**Task requirements:** Repeat only the lines from the one holding "the turtle front" down to the last line of the listing below, including both of those lines.

**Records to process:**
◇ ◇ ◇ ◇

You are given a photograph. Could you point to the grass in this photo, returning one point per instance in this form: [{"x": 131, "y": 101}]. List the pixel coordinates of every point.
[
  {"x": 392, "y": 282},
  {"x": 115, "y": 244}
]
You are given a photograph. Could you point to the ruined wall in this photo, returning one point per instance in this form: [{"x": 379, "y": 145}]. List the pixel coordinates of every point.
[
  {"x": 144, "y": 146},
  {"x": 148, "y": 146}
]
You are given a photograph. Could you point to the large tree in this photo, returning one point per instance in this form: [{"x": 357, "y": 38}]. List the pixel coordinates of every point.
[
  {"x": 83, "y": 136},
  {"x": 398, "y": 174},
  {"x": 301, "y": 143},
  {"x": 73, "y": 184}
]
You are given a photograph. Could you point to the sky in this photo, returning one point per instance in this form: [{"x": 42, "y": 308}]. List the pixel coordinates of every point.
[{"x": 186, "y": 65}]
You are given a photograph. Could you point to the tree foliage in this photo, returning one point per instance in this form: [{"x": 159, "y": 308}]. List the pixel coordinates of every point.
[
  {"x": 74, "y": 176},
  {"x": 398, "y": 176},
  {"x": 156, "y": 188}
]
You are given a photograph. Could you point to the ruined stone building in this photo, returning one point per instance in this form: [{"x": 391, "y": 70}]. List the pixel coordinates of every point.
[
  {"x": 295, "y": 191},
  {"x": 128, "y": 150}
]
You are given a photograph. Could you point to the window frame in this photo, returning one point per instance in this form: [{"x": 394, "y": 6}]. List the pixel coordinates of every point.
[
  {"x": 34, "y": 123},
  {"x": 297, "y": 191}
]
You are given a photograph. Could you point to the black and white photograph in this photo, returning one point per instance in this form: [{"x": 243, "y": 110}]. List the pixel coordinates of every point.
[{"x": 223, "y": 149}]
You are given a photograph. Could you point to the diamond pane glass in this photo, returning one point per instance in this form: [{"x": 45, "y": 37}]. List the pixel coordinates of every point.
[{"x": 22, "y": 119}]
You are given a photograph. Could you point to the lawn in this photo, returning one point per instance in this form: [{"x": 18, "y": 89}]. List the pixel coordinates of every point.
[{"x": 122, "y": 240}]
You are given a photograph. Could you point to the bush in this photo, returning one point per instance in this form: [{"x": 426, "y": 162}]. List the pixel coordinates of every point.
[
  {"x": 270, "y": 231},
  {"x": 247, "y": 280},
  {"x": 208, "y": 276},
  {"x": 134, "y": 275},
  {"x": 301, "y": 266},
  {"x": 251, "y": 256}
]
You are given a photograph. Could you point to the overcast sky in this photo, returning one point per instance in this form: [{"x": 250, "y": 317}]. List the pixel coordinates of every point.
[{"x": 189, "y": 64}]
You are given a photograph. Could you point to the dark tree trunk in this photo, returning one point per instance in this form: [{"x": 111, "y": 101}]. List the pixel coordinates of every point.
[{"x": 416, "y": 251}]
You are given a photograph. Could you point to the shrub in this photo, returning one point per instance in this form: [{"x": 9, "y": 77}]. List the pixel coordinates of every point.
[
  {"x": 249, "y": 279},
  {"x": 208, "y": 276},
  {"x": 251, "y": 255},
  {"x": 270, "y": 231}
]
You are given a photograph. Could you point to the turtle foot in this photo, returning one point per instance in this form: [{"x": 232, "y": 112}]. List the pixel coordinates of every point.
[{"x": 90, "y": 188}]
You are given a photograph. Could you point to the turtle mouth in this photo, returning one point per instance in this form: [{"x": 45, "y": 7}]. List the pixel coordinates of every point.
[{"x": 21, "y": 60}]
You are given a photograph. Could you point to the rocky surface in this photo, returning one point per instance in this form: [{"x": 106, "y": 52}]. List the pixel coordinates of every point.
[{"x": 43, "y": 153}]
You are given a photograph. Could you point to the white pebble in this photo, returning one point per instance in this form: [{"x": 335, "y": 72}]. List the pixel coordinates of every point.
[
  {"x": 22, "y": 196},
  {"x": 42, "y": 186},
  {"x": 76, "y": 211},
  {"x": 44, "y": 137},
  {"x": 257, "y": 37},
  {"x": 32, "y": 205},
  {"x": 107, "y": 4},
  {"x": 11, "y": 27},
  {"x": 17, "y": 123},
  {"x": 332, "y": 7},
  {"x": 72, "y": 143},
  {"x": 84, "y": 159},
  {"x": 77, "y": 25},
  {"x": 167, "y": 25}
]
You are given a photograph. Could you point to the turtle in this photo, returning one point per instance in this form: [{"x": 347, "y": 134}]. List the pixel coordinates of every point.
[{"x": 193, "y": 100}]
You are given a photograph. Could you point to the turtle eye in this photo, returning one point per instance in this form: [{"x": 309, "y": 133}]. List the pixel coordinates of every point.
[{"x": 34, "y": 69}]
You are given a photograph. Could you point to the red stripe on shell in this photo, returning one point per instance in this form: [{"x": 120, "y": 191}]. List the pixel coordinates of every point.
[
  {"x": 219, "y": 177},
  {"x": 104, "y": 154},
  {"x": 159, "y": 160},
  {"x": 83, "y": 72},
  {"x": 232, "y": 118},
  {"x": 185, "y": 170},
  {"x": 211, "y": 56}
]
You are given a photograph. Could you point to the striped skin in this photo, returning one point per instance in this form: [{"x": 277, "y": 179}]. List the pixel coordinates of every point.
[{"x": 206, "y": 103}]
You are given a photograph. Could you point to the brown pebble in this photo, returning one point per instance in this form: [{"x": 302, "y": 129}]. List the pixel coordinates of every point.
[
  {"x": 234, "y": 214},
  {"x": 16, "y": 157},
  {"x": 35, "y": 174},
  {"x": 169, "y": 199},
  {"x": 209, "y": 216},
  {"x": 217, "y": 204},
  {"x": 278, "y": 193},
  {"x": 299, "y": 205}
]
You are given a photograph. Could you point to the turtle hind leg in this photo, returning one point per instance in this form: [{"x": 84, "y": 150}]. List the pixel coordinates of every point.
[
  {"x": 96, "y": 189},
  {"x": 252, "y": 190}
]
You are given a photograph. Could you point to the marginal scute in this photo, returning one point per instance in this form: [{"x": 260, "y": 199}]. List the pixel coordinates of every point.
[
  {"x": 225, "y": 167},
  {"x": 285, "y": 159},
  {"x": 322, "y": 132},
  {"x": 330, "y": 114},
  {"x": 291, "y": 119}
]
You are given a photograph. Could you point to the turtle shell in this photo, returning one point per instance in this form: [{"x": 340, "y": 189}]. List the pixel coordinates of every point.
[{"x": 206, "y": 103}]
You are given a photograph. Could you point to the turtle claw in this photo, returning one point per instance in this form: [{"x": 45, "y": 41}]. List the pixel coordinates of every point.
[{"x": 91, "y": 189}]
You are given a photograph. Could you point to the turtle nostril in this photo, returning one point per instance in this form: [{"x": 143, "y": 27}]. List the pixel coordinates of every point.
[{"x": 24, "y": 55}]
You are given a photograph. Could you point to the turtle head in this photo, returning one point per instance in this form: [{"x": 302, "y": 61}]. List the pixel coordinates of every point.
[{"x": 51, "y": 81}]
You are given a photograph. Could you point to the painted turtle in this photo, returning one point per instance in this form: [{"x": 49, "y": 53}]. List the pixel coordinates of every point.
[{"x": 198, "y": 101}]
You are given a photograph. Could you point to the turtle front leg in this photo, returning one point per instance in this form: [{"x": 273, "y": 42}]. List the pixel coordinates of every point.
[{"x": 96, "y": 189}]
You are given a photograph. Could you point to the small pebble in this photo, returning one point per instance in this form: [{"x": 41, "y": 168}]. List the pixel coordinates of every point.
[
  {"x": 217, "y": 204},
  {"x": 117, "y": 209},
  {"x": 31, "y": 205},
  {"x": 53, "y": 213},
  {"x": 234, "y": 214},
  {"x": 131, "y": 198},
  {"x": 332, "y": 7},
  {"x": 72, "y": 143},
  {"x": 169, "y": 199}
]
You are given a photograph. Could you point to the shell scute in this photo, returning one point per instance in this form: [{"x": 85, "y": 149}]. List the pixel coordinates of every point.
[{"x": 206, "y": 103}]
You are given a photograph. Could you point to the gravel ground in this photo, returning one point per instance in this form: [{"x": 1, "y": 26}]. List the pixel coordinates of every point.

◇ ◇ ◇ ◇

**Task result:**
You are given a photograph. Could you point to the turtle front leg in this photo, returning one point per instance in this form: [{"x": 273, "y": 42}]. List the pixel coordinates of every point.
[{"x": 96, "y": 189}]
You are given a photograph. Could you point to the small pebble in this photo, returning one point per instance in this form: [{"x": 41, "y": 168}]. List the pixel coordinates of every point.
[
  {"x": 217, "y": 204},
  {"x": 117, "y": 209},
  {"x": 31, "y": 205},
  {"x": 53, "y": 213},
  {"x": 234, "y": 214},
  {"x": 131, "y": 198},
  {"x": 332, "y": 7},
  {"x": 72, "y": 143},
  {"x": 169, "y": 199}
]
You are given a photograph. Could you point to the shell scute in this photo, returning one point per instance in this form: [{"x": 85, "y": 149}]. List the pixel coordinates of every point.
[{"x": 206, "y": 103}]
You are given a photograph. Could you point to the gravel ground in this photo, returning one point per instance in this form: [{"x": 1, "y": 26}]. List the pixel coordinates of every point.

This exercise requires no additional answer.